Output the data below in full, byte for byte. Nothing may differ.

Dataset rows
□ □ □ □ □

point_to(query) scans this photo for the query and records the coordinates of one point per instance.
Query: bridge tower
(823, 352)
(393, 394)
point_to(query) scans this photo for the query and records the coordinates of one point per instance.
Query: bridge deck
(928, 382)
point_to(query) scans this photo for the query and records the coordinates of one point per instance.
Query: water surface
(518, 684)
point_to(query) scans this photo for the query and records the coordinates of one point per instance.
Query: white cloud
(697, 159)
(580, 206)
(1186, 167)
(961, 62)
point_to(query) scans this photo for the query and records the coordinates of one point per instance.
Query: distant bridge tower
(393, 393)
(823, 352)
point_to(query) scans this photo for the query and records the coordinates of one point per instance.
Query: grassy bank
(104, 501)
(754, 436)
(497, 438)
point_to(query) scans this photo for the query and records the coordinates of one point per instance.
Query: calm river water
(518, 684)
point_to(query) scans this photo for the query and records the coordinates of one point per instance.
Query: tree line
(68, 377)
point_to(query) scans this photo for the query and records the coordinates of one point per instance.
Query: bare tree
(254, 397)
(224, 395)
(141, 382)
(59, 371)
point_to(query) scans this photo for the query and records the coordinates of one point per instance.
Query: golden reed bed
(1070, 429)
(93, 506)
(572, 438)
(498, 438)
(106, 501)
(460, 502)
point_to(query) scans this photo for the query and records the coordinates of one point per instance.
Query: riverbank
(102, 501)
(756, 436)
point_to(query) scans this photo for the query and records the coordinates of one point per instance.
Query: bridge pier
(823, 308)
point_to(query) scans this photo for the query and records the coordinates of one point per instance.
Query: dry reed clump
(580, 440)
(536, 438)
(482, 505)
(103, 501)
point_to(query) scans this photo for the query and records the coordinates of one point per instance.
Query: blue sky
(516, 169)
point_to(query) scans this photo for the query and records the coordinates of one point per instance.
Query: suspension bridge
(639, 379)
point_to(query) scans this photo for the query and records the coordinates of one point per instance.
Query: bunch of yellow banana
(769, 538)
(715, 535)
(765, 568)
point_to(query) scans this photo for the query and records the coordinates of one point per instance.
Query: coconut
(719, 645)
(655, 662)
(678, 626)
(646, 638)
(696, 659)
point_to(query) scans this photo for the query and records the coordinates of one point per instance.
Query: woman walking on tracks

□ □ □ □ □

_Correct response:_
point_to(query) scans this photo for the query and records the coordinates of one point per instance.
Query: bridge tower
(823, 352)
(393, 394)
point_to(query) scans this photo for the query and records the coordinates of one point per instance.
Query: bridge deck
(928, 382)
point_to(query) scans this photo for the query and records the coordinates of one point per instance.
Query: water surface
(518, 684)
point_to(query) scans this photo for the query and records the coordinates of one point per instance.
Query: white cloud
(697, 159)
(580, 206)
(1186, 167)
(961, 62)
point_to(query) scans this photo for the query and records the coordinates of one point per instance.
Query: distant bridge tower
(393, 393)
(823, 352)
point_to(query) scans this photo for the query and records the coordinates of one point per instance.
Query: grassy bank
(104, 501)
(754, 436)
(497, 438)
point_to(query) scans this photo for the query and records the coordinates of one point per instance.
Query: calm river water
(518, 684)
point_to(query) scans this photo for the query and records the coordinates of one point per instance.
Query: tree line
(68, 377)
point_to(query) scans this photo for the query and records the coordinates of one point per instance.
Query: bare tree
(254, 397)
(224, 395)
(141, 382)
(59, 371)
point_to(query) scans this photo for the query and records the coordinates of one point per instance.
Query: golden reed bed
(1070, 429)
(93, 506)
(572, 438)
(498, 438)
(106, 501)
(460, 502)
point_to(query) scans this photo for the query and records the coordinates of one point per instance.
Query: riverbank
(102, 501)
(756, 436)
point_to(query) scans this photo for the query and records the coordinates of one point per instance.
Query: bridge pier
(823, 308)
point_to(query) scans this photo for the query and records the coordinates of one point per instance.
Query: dry reed clump
(580, 440)
(536, 438)
(482, 505)
(103, 501)
point_to(query) scans this photo for the query and records the coordinates of one point per instance.
Query: blue sky
(516, 169)
point_to(query) scans this photo for the query and records the coordinates of one point per instance.
Query: suspension bridge
(639, 379)
point_to(query) scans this photo for the query and records the coordinates of one point per instance.
Query: bunch of yellow banana
(769, 538)
(715, 535)
(765, 568)
point_to(query) scans this photo for the query and records the coordinates of one point per instance.
Query: coconut
(719, 645)
(655, 662)
(678, 626)
(646, 638)
(696, 659)
point_to(query) scans this photo for the query and records the coordinates of one point per instance.
Query: woman walking on tracks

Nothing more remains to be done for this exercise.